** Start of Given text **

Book: "Pentaho Kettle Solutions", Matt Casters, Roland Bouman, & Jos van Dongen, Wiley 2010 Book: "Pentaho Solutions", Roland Bouman & Jos van Dongen, Wiley 2009

Wednesday, October 18, 2006

Refactoring: Derived table, UNION...WTF?

I greatly admire the works of the Dutch literary author Gerard Reve (1923 - 2006). On many occasions, he was asked whether his stories were real-life stories, and he always answered like this:

If you mean "did this sequence of events factually take place?" then I can be brief: No. And that's a good thing too, because if a writer would describe reality, the result would be very hard to believe, if not completely inconceivable. The course taken by real life is just too crazy. A true description is bound to be seem like a constructed mannerism and no reader can be expected to believe even one word of it.
However, as far as the single events are concerned, I exclusively use only those things bourne from reality.

If you ever read The Daily WTF you will probably agree that this point of view makes a lot of sense. Each time a really crazy or insensible piece of code pops up on the Daily's there are always people commenting, saying something like:

No...this just cannot be true. I refuse to believe that software developers from large professional organisations can deliver this kind of crap..and get away with it.

Well, the odds are that indeed the pieces of code that appear there should not be taken too literally. I mean, for one thing, the code appears with indentation, and sometimes even with comments: no way this is real code. Real Code is Worse than what you'll ever find on The Daily WTF.

** End of Given text **

Jobs:
1) In the post, what nationality is Gerard Reve said to have?
2) Reproduce the post from "Wednesday, October 18, 2006" up to and including "bourne from reality.".
The data comes from a separate source, unrelated to the post.

** Start of Data extract **

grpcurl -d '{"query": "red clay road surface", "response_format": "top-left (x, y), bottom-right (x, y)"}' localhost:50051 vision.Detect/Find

** End of Data extract **

The replies:
1) Dutch

2)
Wednesday, October 18, 2006

Refactoring: Derived table, UNION...WTF?

I greatly admire the works of the Dutch literary author Gerard Reve (1923 - 2006). On many occasions, he was asked whether his stories were real-life stories, and he always answered like this:

If you mean "did this sequence of events factually take place?" then I can be brief: No. And that's a good thing too, because if a writer would describe reality, the result would be very hard to believe, if not completely inconceivable. The course taken by real life is just too crazy. A true description is bound to be seem like a constructed mannerism and no reader can be expected to believe even one word of it.
However, as far as the single events are concerned, I exclusively use only those things bourne from reality.